## Work to complete
Copy the lines of data below word for word.

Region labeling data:

__________________________________________________

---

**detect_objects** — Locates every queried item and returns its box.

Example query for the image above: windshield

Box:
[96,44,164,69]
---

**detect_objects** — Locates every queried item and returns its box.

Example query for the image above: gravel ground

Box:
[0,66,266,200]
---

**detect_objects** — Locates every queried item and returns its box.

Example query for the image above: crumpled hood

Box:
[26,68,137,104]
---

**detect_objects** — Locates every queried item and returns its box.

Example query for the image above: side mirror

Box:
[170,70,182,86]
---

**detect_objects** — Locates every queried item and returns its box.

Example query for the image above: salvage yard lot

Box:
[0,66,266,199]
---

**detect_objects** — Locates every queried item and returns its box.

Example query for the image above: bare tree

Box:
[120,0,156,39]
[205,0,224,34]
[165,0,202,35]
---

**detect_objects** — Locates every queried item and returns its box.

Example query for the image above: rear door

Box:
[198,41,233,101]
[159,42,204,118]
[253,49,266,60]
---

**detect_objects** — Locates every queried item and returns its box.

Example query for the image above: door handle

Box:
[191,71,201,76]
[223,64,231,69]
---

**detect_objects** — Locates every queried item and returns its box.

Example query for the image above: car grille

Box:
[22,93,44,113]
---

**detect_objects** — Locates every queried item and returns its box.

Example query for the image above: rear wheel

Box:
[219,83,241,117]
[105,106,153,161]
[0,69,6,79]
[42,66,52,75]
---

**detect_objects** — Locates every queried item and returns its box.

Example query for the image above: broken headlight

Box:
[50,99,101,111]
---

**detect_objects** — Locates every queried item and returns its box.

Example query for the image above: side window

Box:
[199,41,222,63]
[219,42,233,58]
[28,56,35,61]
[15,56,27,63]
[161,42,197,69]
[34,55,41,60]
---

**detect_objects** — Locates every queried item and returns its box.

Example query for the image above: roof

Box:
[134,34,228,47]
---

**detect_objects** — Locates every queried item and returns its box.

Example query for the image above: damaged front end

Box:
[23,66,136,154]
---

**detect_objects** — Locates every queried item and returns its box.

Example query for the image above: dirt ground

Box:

__________________________________________________

## Solution for this exercise
---

**detect_objects** — Locates every queried item and returns its box.

Example query for the image above: windshield

Box:
[96,44,164,69]
---

**detect_objects** — Locates every queried item and returns its box.

Example query for the image above: gravel ground

Box:
[0,66,266,200]
---

**detect_objects** — Locates every queried item and returns its box.

Example query for the image above: crumpled hood

Box:
[26,68,137,104]
---

**detect_objects** — Locates every queried item and returns its box.

Example query for the image above: side mirror

Box:
[170,70,182,86]
---

**detect_objects** — Locates every queried item and returns its box.

Example query for the image above: salvage yard lot

Box:
[0,66,266,199]
---

**detect_objects** — Locates every queried item and returns its box.

Example query for the image above: bare tree

Box:
[120,0,156,39]
[205,0,224,34]
[165,0,202,35]
---

**detect_objects** — Locates every queried item and returns its box.

Example query for the image above: rear door

Box:
[198,41,233,101]
[159,42,204,118]
[253,49,266,60]
---

**detect_objects** — Locates every queried item and returns its box.

Example query for the image above: door handle

Box:
[191,71,201,76]
[223,64,231,69]
---

**detect_objects** — Locates every queried item and returns its box.

Example query for the image above: car grille

Box:
[22,93,44,113]
---

**detect_objects** — Locates every queried item and returns its box.

Example query for the image above: rear wheel

Box:
[219,83,241,117]
[105,106,153,161]
[0,69,6,79]
[42,66,52,75]
---

**detect_objects** — Locates every queried item and returns its box.

Example query for the image above: broken headlight

Box:
[50,99,101,111]
---

**detect_objects** — Locates every queried item and returns its box.

Example query for the image above: side window

Box:
[199,41,222,63]
[219,42,233,58]
[28,56,35,61]
[15,56,27,63]
[161,42,197,69]
[34,55,41,60]
---

**detect_objects** — Locates every queried item and returns its box.

Example query for the image above: roof

Box:
[134,34,228,47]
---

**detect_objects** — Locates every queried item and returns its box.

Example query for the image above: damaged front end

Box:
[23,66,136,154]
---

**detect_objects** — Locates every queried item and returns its box.

Example query for the image above: dirt ground

Box:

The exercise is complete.